## Work to do
Rescale the listing below by rewriting every line, requests included, with each bounding-box coordinate multiplied by 2.6 and rounded to the nearest whole number, halves rounded up. Leave the pictures out of your answer.

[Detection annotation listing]
"""
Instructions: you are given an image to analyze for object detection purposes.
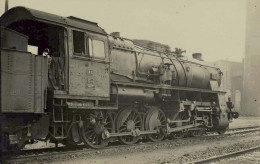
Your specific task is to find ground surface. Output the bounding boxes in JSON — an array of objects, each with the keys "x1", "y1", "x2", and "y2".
[
  {"x1": 229, "y1": 116, "x2": 260, "y2": 129},
  {"x1": 17, "y1": 117, "x2": 260, "y2": 164},
  {"x1": 25, "y1": 116, "x2": 260, "y2": 149}
]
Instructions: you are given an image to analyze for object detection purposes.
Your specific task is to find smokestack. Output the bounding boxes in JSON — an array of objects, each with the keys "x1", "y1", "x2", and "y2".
[
  {"x1": 192, "y1": 53, "x2": 204, "y2": 61},
  {"x1": 5, "y1": 0, "x2": 8, "y2": 12}
]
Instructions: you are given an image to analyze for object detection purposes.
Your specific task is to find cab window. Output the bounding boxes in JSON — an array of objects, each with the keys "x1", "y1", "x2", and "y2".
"""
## Result
Instructions: you are given an image to analyze for object detection purposes.
Your specific task is to find ground surface. Output the bounding boxes in JSON — an array of objects, each with the keys "x1", "y1", "x2", and "y2".
[
  {"x1": 595, "y1": 302, "x2": 676, "y2": 335},
  {"x1": 44, "y1": 304, "x2": 676, "y2": 426},
  {"x1": 65, "y1": 302, "x2": 676, "y2": 387}
]
Instructions: you are given an image to analyze for object detection purposes.
Your specific task is to find smokestack. Output the bounding boxes in JSON — an array of objects, each with the keys "x1", "y1", "x2", and "y2".
[
  {"x1": 499, "y1": 138, "x2": 530, "y2": 159},
  {"x1": 13, "y1": 0, "x2": 21, "y2": 31}
]
Instructions: you are given an image to analyze for object detection purposes.
Your specific task is to find cab window. Output the bounding boxes in JSON — an array of objects, each with the keys "x1", "y1", "x2", and "y2".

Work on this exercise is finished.